Please rewrite the paragraph in the Mars tire transcript below that begins "Yajaira Sierra-Sastre: Yes, that's correct" as a short bulleted list that keeps its main facts.

*Reading text:*
--------------------------------

Yajaira Sierra-Sastre: Yes, that’s correct, and that’s where our team, the Mars Spring Tire team has been focusing on for many years on understanding that interplay between the microscopic, you know, properties of a tire. You know, what type of spring geometry, and how we — weave those springs to make a tire. How that has — or relates to — materials properties, to the properties of those materials that made up those springs? So, we are talking about, you know, like how we can trim the compliance, flexibility of this tire — by design, by spring geometry selections, as well as materials, the material of choice, you know, here. So, in GRC (Glenn Research Center) Vivake mentioned earlier, a lot of their work related or focus on flexible tires and compliant tires made use of steel, steel a conventional metal, was a metal that can be irreversibly deformed. So, after that metal is deformed over and over — several cycles it can be irreversible, irreversibly deformed. And that’s where, you know, these materials innovations come to play, where GRC material scientists, along with tire engineers were able to identify materials such as, shape memory alloy materials, materials that have super elastic properties, and we can discuss what that means. And materials that can — withstand the very extreme temperature conditions that we find on Mars, and keep that material — with, you know, reversible, meaning a material that can undergo reversible reformation within that wide range of temperatures on Mars. A material that will remember, will have a memory and will remember its original shape. So, it’s — that combination of materials, use of shape memory alloys to make and manufacture these springs that we use to then build the tire. And the macro, you know, level design of that tire, which makes these Mars Spring — tires — suitable, you know, solution for — these upcoming Mars Sample Return missions, and — upcoming and future rover missions.

--------------------------------

*Recorded information:*
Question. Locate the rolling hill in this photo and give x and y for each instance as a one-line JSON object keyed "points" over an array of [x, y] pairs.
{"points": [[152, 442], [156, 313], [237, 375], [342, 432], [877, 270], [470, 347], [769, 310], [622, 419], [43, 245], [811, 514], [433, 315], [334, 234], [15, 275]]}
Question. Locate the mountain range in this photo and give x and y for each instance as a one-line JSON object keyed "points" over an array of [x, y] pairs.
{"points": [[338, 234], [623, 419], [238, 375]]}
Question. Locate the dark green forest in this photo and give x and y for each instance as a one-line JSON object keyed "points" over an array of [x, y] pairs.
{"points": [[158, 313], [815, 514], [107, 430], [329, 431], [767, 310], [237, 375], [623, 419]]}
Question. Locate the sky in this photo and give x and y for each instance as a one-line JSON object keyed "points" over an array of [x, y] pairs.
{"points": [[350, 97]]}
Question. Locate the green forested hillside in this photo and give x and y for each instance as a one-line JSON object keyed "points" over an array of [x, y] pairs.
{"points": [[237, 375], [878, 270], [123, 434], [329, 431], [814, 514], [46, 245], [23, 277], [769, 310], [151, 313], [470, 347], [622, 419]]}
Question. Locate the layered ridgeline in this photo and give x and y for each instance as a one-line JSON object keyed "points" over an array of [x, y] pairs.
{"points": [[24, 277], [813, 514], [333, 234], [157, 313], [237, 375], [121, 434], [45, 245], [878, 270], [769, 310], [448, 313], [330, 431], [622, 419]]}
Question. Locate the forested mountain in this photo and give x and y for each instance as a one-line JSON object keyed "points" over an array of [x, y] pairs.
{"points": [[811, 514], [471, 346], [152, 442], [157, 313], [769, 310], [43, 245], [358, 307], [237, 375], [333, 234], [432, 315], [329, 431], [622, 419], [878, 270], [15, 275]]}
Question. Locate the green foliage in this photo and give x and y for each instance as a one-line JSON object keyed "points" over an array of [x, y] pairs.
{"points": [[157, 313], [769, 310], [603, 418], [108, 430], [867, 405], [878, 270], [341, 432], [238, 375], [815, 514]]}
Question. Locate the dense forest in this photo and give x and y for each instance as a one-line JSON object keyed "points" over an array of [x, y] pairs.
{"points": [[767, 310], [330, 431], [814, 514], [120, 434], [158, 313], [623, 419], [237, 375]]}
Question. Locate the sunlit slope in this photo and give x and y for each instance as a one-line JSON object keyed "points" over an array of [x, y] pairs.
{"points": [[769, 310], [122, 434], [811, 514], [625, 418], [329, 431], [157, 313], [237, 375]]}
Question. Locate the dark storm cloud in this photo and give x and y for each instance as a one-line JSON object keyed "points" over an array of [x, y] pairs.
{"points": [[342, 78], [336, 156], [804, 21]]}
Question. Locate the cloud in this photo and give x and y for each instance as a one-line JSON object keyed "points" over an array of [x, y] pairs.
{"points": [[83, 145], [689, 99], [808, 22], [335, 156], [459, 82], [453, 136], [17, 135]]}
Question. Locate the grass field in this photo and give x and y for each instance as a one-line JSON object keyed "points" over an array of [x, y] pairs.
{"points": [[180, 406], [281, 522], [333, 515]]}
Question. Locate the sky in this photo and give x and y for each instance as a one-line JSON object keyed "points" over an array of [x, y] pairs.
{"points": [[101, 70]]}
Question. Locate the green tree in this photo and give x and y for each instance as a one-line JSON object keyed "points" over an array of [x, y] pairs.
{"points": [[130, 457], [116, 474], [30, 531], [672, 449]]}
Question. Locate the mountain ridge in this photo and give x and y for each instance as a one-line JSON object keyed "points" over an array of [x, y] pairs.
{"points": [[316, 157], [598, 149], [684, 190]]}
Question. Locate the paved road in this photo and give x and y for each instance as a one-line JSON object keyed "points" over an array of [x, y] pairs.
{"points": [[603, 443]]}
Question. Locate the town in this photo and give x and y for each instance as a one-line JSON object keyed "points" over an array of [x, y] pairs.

--------------------------------

*Exercise solution:*
- For many years, the Mars Spring Tire team has studied how a tire's microscopic properties relate to the properties of the materials in its springs. These properties include spring geometry and how the springs are woven together.
- The tire's compliance and flexibility can be adjusted by design, through the choice of spring geometry and material.
- Earlier flexible and compliant tires at Glenn Research Center (GRC) used steel. Steel can be irreversibly deformed after repeated cycles.
- GRC material scientists and tire engineers identified shape memory alloys with super elastic properties. These alloys withstand Mars's extreme temperatures, remain reversible across that range, and remember their original shape.
- The tire's springs are made from shape memory alloys. Together with the tire's macro-level design, this makes Mars Spring Tires a suitable solution for upcoming Mars Sample Return missions and future rover missions.